_SUPPLIED DATA_.
▽

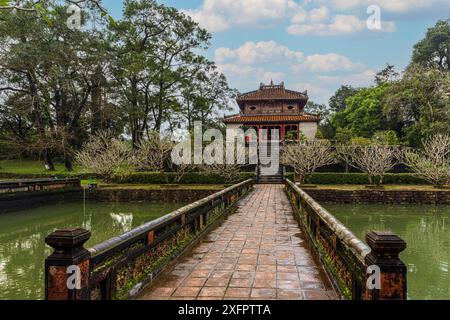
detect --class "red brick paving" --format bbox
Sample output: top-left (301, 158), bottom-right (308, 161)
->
top-left (140, 185), bottom-right (336, 300)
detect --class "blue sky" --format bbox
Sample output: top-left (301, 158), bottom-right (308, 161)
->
top-left (103, 0), bottom-right (450, 103)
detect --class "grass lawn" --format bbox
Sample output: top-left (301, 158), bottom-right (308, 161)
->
top-left (0, 160), bottom-right (81, 175)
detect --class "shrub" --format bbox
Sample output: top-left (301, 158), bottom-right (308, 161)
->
top-left (287, 173), bottom-right (427, 185)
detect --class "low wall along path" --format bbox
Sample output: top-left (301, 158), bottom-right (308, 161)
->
top-left (140, 185), bottom-right (337, 300)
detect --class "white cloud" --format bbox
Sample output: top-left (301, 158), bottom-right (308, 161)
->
top-left (331, 0), bottom-right (450, 13)
top-left (184, 0), bottom-right (299, 32)
top-left (215, 41), bottom-right (375, 103)
top-left (215, 41), bottom-right (303, 65)
top-left (317, 69), bottom-right (376, 87)
top-left (293, 53), bottom-right (364, 73)
top-left (287, 14), bottom-right (396, 36)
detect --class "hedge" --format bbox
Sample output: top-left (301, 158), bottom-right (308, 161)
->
top-left (0, 172), bottom-right (102, 180)
top-left (0, 172), bottom-right (429, 185)
top-left (287, 173), bottom-right (428, 185)
top-left (113, 172), bottom-right (255, 184)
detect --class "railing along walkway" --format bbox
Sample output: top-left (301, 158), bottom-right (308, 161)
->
top-left (140, 185), bottom-right (336, 300)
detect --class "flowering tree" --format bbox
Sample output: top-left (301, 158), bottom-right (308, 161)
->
top-left (136, 132), bottom-right (174, 172)
top-left (75, 131), bottom-right (135, 181)
top-left (403, 134), bottom-right (450, 185)
top-left (338, 144), bottom-right (399, 184)
top-left (199, 147), bottom-right (244, 183)
top-left (281, 140), bottom-right (335, 184)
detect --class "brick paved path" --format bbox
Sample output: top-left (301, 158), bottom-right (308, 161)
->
top-left (140, 185), bottom-right (335, 300)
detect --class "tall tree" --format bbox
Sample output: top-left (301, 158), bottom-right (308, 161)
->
top-left (110, 0), bottom-right (210, 145)
top-left (383, 65), bottom-right (450, 146)
top-left (328, 86), bottom-right (358, 113)
top-left (412, 19), bottom-right (450, 72)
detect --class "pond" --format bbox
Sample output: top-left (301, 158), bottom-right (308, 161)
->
top-left (0, 200), bottom-right (183, 299)
top-left (324, 204), bottom-right (450, 300)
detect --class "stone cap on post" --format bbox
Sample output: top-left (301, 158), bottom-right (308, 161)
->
top-left (45, 228), bottom-right (91, 300)
top-left (365, 231), bottom-right (407, 300)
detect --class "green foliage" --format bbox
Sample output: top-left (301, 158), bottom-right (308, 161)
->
top-left (328, 86), bottom-right (358, 113)
top-left (331, 84), bottom-right (390, 138)
top-left (412, 19), bottom-right (450, 72)
top-left (373, 130), bottom-right (400, 146)
top-left (383, 65), bottom-right (450, 147)
top-left (288, 173), bottom-right (427, 185)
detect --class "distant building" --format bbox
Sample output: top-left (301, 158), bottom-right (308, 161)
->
top-left (224, 82), bottom-right (320, 142)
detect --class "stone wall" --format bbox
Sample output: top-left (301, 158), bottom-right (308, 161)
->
top-left (87, 189), bottom-right (219, 203)
top-left (305, 189), bottom-right (450, 204)
top-left (0, 189), bottom-right (82, 214)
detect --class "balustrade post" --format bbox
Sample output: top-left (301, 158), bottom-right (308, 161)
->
top-left (45, 228), bottom-right (91, 300)
top-left (365, 231), bottom-right (407, 300)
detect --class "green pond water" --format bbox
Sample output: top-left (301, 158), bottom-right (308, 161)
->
top-left (0, 201), bottom-right (183, 299)
top-left (325, 204), bottom-right (450, 300)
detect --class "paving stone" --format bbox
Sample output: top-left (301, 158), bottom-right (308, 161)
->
top-left (139, 185), bottom-right (337, 300)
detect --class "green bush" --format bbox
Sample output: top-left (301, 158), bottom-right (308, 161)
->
top-left (0, 172), bottom-right (102, 180)
top-left (113, 172), bottom-right (255, 184)
top-left (287, 173), bottom-right (428, 185)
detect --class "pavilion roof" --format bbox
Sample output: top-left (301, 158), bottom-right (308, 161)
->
top-left (236, 82), bottom-right (308, 104)
top-left (224, 113), bottom-right (320, 124)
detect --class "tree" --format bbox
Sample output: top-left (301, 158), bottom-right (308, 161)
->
top-left (382, 65), bottom-right (450, 147)
top-left (109, 0), bottom-right (211, 146)
top-left (339, 144), bottom-right (399, 184)
top-left (328, 86), bottom-right (358, 113)
top-left (136, 131), bottom-right (174, 172)
top-left (75, 131), bottom-right (136, 181)
top-left (330, 83), bottom-right (391, 138)
top-left (412, 19), bottom-right (450, 72)
top-left (281, 140), bottom-right (335, 184)
top-left (0, 4), bottom-right (109, 171)
top-left (403, 134), bottom-right (450, 185)
top-left (178, 61), bottom-right (236, 131)
top-left (375, 64), bottom-right (400, 85)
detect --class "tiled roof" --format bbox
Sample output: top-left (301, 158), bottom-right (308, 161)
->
top-left (236, 83), bottom-right (308, 102)
top-left (224, 113), bottom-right (320, 124)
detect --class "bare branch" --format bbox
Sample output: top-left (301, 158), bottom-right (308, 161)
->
top-left (281, 140), bottom-right (335, 184)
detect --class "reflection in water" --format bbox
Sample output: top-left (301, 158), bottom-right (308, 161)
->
top-left (0, 201), bottom-right (183, 299)
top-left (325, 204), bottom-right (450, 299)
top-left (109, 212), bottom-right (133, 233)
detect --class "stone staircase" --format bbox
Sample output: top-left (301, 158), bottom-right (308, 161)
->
top-left (257, 141), bottom-right (284, 184)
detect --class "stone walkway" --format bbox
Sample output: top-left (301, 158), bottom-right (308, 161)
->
top-left (140, 185), bottom-right (336, 300)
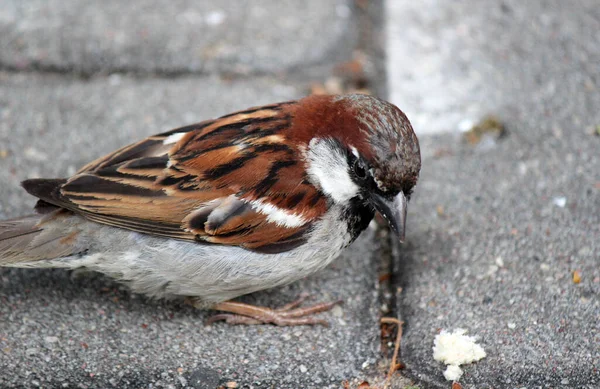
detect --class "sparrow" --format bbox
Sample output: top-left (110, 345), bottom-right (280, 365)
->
top-left (0, 94), bottom-right (421, 325)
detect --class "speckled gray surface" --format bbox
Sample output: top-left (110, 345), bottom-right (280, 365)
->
top-left (0, 73), bottom-right (379, 387)
top-left (0, 0), bottom-right (357, 74)
top-left (0, 1), bottom-right (394, 388)
top-left (396, 0), bottom-right (600, 389)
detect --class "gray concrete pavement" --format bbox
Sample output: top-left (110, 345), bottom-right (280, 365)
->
top-left (388, 1), bottom-right (600, 388)
top-left (0, 0), bottom-right (357, 74)
top-left (0, 1), bottom-right (394, 388)
top-left (0, 0), bottom-right (600, 388)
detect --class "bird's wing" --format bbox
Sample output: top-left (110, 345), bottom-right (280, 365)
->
top-left (23, 102), bottom-right (327, 252)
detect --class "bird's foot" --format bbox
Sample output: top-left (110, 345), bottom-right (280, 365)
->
top-left (207, 295), bottom-right (342, 327)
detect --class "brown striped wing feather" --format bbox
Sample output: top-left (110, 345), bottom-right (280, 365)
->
top-left (35, 102), bottom-right (327, 252)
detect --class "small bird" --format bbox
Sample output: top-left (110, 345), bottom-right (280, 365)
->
top-left (0, 94), bottom-right (421, 325)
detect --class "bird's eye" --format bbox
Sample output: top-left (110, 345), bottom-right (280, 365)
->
top-left (352, 159), bottom-right (367, 180)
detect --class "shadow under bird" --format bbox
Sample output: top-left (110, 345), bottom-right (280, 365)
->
top-left (0, 94), bottom-right (421, 325)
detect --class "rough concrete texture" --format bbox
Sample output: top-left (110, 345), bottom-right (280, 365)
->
top-left (0, 0), bottom-right (357, 74)
top-left (0, 73), bottom-right (379, 388)
top-left (388, 0), bottom-right (600, 389)
top-left (0, 0), bottom-right (398, 388)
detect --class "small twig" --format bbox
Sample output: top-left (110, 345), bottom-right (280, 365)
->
top-left (381, 317), bottom-right (404, 389)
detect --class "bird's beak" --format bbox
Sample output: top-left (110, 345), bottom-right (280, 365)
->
top-left (371, 192), bottom-right (407, 243)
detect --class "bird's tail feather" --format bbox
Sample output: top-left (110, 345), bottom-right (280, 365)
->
top-left (0, 210), bottom-right (78, 267)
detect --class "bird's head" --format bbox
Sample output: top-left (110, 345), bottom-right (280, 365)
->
top-left (294, 94), bottom-right (421, 241)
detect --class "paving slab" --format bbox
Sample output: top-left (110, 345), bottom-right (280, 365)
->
top-left (388, 0), bottom-right (600, 388)
top-left (0, 73), bottom-right (380, 388)
top-left (0, 0), bottom-right (357, 74)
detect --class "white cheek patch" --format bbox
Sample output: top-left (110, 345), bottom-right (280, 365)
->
top-left (249, 200), bottom-right (307, 228)
top-left (163, 132), bottom-right (186, 145)
top-left (306, 139), bottom-right (360, 203)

△

_WHAT IS REQUIRED_.
Convert the records, starting at the top and ending at the line containing "top-left (103, 0), bottom-right (450, 103)", into a two-column CSV with the headers command and bbox. Give one row per command, with its full text and its answer each in a single quoted field, line breaks replaced by spaces and pictures left out.

_SOLUTION TO THE PROBLEM_.
command,bbox
"detect --class ""red brick paving"" --format bbox Sample output: top-left (301, 158), bottom-right (308, 161) ->","top-left (140, 185), bottom-right (336, 300)"
"detect --class ""blue sky"" --format bbox Sample output: top-left (301, 158), bottom-right (308, 161) ->","top-left (103, 0), bottom-right (450, 103)"